▶ [Provided entries]
■ ■ ■
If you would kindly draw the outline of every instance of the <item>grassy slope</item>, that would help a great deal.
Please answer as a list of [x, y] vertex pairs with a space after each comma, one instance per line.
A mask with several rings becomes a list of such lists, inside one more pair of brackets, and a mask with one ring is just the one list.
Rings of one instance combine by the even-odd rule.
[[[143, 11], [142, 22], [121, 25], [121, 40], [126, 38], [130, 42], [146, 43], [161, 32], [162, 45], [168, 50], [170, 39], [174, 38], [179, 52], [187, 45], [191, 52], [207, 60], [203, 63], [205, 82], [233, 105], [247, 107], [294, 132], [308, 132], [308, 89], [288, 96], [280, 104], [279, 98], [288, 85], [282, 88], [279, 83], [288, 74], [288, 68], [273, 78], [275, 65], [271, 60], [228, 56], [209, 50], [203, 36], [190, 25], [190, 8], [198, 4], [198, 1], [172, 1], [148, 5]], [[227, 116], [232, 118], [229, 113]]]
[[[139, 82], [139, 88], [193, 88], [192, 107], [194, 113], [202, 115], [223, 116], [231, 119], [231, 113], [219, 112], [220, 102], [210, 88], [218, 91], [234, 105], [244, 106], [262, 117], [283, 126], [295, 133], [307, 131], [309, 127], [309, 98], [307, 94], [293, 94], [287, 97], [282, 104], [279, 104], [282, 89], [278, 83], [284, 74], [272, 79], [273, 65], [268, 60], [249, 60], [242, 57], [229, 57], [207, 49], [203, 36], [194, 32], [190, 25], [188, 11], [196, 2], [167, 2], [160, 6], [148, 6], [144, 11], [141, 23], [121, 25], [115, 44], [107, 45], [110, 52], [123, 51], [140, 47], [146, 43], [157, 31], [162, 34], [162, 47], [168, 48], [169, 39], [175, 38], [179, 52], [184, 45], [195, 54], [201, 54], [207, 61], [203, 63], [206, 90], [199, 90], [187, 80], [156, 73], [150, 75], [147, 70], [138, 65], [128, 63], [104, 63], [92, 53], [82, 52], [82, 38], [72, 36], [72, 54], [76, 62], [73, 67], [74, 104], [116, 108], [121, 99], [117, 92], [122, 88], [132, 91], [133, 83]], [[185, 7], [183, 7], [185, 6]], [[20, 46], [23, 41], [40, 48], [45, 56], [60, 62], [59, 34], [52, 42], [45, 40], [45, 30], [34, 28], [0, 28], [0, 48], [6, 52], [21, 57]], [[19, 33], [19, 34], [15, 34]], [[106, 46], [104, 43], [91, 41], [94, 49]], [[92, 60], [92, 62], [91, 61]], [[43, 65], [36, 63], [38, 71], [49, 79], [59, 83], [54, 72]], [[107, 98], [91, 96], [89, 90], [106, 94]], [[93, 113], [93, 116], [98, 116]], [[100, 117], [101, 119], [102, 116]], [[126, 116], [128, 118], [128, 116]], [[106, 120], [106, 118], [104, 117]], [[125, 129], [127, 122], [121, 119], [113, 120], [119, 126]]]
■ ■ ■
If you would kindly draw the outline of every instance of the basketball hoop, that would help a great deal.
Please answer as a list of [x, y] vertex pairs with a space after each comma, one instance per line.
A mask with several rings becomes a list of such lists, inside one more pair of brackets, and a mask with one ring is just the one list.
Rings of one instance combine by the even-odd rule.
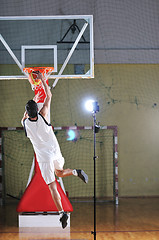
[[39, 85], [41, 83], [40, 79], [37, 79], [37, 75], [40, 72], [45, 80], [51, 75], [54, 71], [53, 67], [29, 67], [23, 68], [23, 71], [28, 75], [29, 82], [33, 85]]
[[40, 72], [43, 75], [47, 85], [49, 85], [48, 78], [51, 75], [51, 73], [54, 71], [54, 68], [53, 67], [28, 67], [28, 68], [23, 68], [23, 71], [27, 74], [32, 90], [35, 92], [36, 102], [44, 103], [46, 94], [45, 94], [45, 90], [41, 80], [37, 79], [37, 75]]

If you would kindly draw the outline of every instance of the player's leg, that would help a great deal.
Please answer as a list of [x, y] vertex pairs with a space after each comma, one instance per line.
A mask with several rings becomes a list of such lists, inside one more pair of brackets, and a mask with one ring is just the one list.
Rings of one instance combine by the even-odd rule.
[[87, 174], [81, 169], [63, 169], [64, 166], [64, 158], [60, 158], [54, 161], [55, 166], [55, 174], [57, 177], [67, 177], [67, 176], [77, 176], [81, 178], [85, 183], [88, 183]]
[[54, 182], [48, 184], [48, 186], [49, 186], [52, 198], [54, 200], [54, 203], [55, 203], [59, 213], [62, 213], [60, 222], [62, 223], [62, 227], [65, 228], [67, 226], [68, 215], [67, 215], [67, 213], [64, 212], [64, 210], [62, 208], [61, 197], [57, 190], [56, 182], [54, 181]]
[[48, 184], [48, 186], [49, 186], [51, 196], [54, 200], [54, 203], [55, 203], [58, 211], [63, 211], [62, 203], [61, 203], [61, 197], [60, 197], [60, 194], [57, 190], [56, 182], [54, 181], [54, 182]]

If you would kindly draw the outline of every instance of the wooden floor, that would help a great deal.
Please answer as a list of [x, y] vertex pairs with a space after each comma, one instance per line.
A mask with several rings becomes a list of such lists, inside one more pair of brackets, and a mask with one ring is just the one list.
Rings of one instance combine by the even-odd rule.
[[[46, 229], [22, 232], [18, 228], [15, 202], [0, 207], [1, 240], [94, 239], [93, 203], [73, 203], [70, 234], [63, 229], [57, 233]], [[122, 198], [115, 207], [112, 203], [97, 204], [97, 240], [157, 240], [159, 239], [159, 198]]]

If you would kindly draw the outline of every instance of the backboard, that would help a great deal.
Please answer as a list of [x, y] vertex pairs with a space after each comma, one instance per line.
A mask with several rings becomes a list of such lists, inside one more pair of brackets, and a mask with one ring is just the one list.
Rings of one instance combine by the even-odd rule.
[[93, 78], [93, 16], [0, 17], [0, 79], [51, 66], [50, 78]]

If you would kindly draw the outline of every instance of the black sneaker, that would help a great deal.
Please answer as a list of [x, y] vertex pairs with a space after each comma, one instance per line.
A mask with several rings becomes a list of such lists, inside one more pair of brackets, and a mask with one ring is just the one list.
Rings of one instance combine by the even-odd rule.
■ ■ ■
▶ [Required work]
Return, without any change, the lines of the data starting with the line that contains "slope</item>, that would help a great deal." and ending with the line that contains "118], [229, 113]]]", including both of those lines.

▶ [Problem solution]
If you would kindly draw the outline of every instance of the <item>grassy slope</item>, that would help a great deal.
Please answer as a list of [x, y] vertex pairs with a space after each comma, one instance per line.
A mask with several rings becomes a list of such lists, inside one more pair of brackets, and a mask with one ring is just the one list.
Rings of one instance combine by the even-odd rule.
[[[143, 11], [142, 22], [121, 25], [121, 40], [126, 38], [130, 42], [146, 43], [161, 32], [162, 45], [168, 50], [170, 39], [174, 38], [179, 52], [187, 45], [191, 52], [207, 60], [203, 63], [205, 82], [233, 105], [247, 107], [294, 132], [308, 132], [308, 89], [288, 96], [280, 104], [279, 98], [288, 85], [282, 88], [279, 83], [288, 74], [288, 68], [273, 78], [275, 65], [271, 60], [228, 56], [209, 50], [203, 36], [190, 25], [190, 8], [198, 4], [198, 1], [172, 1], [148, 5]], [[227, 116], [232, 118], [229, 113]]]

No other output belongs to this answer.